Required action :: Quote the listing below in its entirety.

Segment Open

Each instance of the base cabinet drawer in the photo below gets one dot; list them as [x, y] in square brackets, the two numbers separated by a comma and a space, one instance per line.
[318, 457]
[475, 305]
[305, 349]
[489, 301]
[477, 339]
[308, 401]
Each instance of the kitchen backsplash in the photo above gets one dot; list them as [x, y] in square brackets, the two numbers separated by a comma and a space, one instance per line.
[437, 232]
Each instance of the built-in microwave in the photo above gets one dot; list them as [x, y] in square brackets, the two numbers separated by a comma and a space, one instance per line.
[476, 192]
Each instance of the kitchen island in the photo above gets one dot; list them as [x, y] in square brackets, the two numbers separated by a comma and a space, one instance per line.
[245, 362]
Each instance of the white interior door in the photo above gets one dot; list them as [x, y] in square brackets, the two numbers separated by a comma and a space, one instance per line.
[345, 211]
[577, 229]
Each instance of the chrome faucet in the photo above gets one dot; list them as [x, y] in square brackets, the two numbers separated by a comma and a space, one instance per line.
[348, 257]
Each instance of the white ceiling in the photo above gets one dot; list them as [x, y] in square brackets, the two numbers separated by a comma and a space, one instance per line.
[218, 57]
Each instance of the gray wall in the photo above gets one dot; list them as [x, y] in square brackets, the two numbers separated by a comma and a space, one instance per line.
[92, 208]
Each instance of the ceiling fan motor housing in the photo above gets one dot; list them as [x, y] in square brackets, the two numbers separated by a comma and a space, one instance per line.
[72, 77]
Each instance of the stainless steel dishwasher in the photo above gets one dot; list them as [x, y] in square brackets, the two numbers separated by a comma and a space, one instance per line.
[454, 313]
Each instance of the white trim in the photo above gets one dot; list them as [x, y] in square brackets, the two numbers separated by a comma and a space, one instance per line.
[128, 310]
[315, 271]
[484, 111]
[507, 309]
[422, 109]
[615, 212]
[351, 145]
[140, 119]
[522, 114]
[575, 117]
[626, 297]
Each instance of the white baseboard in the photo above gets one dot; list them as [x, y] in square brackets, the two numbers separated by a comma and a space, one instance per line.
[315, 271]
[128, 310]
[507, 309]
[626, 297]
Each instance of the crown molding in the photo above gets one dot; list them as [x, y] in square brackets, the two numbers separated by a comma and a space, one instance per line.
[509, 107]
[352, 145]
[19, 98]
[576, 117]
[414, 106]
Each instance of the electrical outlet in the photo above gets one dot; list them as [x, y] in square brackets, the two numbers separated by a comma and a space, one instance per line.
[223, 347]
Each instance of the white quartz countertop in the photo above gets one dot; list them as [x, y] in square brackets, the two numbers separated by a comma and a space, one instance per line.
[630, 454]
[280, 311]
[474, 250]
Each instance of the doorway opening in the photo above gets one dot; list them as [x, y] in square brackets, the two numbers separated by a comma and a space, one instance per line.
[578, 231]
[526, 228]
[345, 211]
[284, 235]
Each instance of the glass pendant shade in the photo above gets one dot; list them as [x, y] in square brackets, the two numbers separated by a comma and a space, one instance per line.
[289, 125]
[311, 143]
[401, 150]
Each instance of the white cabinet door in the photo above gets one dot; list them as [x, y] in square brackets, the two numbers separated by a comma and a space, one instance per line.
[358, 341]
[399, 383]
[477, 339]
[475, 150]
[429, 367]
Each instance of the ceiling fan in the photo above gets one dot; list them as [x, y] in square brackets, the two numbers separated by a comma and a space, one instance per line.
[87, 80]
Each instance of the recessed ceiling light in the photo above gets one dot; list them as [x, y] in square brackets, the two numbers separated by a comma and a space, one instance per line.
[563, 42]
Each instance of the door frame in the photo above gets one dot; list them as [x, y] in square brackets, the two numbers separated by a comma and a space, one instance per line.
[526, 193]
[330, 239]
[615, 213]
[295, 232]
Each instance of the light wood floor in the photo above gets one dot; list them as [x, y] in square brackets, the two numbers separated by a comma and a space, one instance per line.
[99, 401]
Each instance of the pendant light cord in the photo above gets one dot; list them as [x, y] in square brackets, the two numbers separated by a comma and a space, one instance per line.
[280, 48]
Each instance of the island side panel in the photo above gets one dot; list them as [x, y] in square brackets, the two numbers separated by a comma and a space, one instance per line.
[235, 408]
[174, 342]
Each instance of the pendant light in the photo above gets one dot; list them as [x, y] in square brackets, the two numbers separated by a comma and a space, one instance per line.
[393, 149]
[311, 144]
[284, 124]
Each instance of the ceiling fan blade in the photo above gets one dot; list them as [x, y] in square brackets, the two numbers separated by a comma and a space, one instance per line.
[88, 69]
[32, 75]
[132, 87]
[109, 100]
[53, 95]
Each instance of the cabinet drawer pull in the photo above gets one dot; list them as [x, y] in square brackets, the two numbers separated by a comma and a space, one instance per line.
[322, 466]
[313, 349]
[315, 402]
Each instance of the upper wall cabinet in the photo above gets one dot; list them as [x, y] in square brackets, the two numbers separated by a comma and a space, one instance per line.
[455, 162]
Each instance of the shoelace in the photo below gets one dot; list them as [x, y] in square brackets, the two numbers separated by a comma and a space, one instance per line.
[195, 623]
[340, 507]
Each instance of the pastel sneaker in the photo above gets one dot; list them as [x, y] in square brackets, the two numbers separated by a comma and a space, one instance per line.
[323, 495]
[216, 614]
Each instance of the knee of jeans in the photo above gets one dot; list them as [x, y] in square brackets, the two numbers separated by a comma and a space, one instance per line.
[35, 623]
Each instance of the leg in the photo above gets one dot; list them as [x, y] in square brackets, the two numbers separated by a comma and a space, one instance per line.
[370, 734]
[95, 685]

Segment Closed

Solved exercise ::
Each instance of the base cabinet drawer in the photo below gets one dot; list them as [x, y] in square brackets, the two numbers separated by a comma and a space, one instance per line.
[318, 457]
[475, 305]
[305, 349]
[489, 301]
[477, 339]
[308, 401]
Each instance of the kitchen backsplash in the photo above gets one dot; list them as [x, y] in square brackets, the two numbers separated by a comma and a space, one instance per line.
[437, 232]
Each instance of the built-in microwave in the photo above gets one dot; list them as [x, y] in square brackets, the two numbers separated by a comma and a space, one instance per line.
[476, 192]
Each instance of the kitchen island in the photo above gets one dot; list them as [x, y] in square brackets, the two numbers separated by a comma and a space, one instance per line.
[245, 362]
Each instance of the white interior door in the photo above gets one dot; list them as [x, y] in square brackets, the two numbers separated by a comma and a space, one instance per line.
[345, 211]
[577, 229]
Each instance of the chrome faucet in the photo above gets one dot; list them as [x, y] in square brackets, the two numbers separated by a comma and a space, one instance per line.
[348, 257]
Each instance of the white ceiling in the photo above gets one dot; list them as [x, y] in square brackets, the two numbers separated by a comma and a space, one instance per line.
[218, 57]
Each instance of the gray wall in the photo above gets one dot; list them as [x, y] in square brackets, the two numbers separated by a comma and a space, one instance per line.
[92, 208]
Each instance of the ceiling fan motor housing in the photo above gets one dot; list them as [x, y] in square brackets, the two numbers separated by a comma and a space, one instance per line.
[72, 77]
Each instance of the stainless steel dishwasher in the photo above gets one dot; list them as [x, y] in square brackets, the two numbers separated by a comma and a space, one instance per line.
[454, 313]
Each instance of the white trim in the photo above gets one dot; list them as [x, y] in square brackets, the two numbers separated by a comma and a space, one instance per line.
[128, 310]
[315, 271]
[484, 111]
[507, 309]
[422, 109]
[615, 212]
[351, 145]
[140, 119]
[522, 114]
[575, 117]
[626, 297]
Each instance of the white baseboard in the photo above gets one dot; list them as [x, y] in square brackets, the two numbers separated by a comma and a space, one instance per line.
[315, 271]
[128, 310]
[507, 309]
[626, 297]
Each instance of the crown molding in the photo above gets one dot; list them as [x, y] in square brackets, the two numbers separated by a comma and a space, one instance per line.
[509, 107]
[352, 145]
[19, 98]
[576, 117]
[414, 106]
Each instance of the electrical outlet in the photo above gets one dot; list them as [x, y] in square brackets, the two numbers separated by a comma and a space, one instance per line.
[223, 347]
Each instance of the white quartz countertop in the photo above gets one dot; list them as [x, y] in square brackets, the two numbers separated by a comma and a space, one instance per line.
[630, 454]
[280, 311]
[474, 250]
Each instance of the doorway opening in the photo above gets one dot; list them as [x, y] in square brackets, the two numbers separated by a comma and a space, one instance per line.
[578, 231]
[526, 228]
[345, 211]
[284, 235]
Each instance of the glass pendant shade in the photo above gets one dot; list them as [x, y] in square brackets, the two numbers separated by a comma and a space, one instance per line.
[289, 125]
[311, 143]
[401, 150]
Each instance of the white cabinet door in the photo above gets one dot; list them as [x, y] in square brackets, the two numbers separated by a comma and a space, one instance per line.
[358, 341]
[399, 383]
[477, 339]
[475, 150]
[429, 367]
Each instance of the ceiling fan in the photo above gets one dot; list them as [x, y] in square brackets, the two numbers separated by a comma and a space, one instance per line.
[87, 80]
Each instance of the recessed ceiling light in the photo above gets one dot; list them as [x, y] in square brackets, the two numbers separated by a comma and a space, one instance per line.
[563, 42]
Each instance of the door frame in the photo above gets one dot; list them as [x, y] in square brackets, the two numbers separated by a comma and a space, one instance per line.
[526, 193]
[330, 239]
[615, 213]
[295, 232]
Each instance of the light wood floor in the photo above gets one dot; list them as [x, y] in square brackets, the two numbers separated by a comma and a space, one instance per line.
[99, 401]
Each instance of the pendant light cord in the photo above gets one dot; list them as [x, y] in square brackets, the two numbers separated by a comma and a space, one instance per line.
[280, 48]
Each instance of the island side panel in the photo above gets one dot; list them as [x, y] in square brackets, the two numbers separated by a comma and a space, one instance per line.
[235, 408]
[174, 342]
Each instance of the pendant light in the photo above gets one dot; list them as [x, y] in square brackets, the two numbers separated by a comma and a space, one instance per line.
[393, 149]
[311, 144]
[284, 124]
Each instance of the ceiling fan blade in the photo above gets one dot; list them as [x, y] in square brackets, the two numbers separated by a comma and a space, one instance per line.
[88, 69]
[32, 75]
[132, 87]
[109, 100]
[53, 95]
Each instance of the cabinet drawer pull in the photo above gets one dot; list them as [x, y] in square brackets, the two numbers separated by a comma and a space, one instance per line.
[322, 466]
[313, 349]
[315, 402]
Each instance of the upper wall cabinet in the photo above gets one dot; list them as [x, y] in square brackets, the two numbers separated by a comma and a space, one instance per line.
[455, 162]
Each instance of the shoelace in the photo below gets one dot; list them as [x, y] in square brackets, the two numbers separated by a comma and a space, one instance per line.
[195, 623]
[340, 507]
Each instance of the pastel sneaker in the photo above gets one dot; list them as [x, y] in square brackets, the two numbers separated by a comma and a space, one instance per line.
[323, 495]
[216, 614]
Each instance of the knee of jeans in the photo above gets one dot; list them as [x, y] in square brackets, the two numbers separated by a comma and a space, one instance per line.
[35, 623]
Each instance of the leg in the photo above gets one dot; list them as [x, y] in square brackets, the two numbers separated by a comma and a space, one instance per line.
[370, 734]
[95, 685]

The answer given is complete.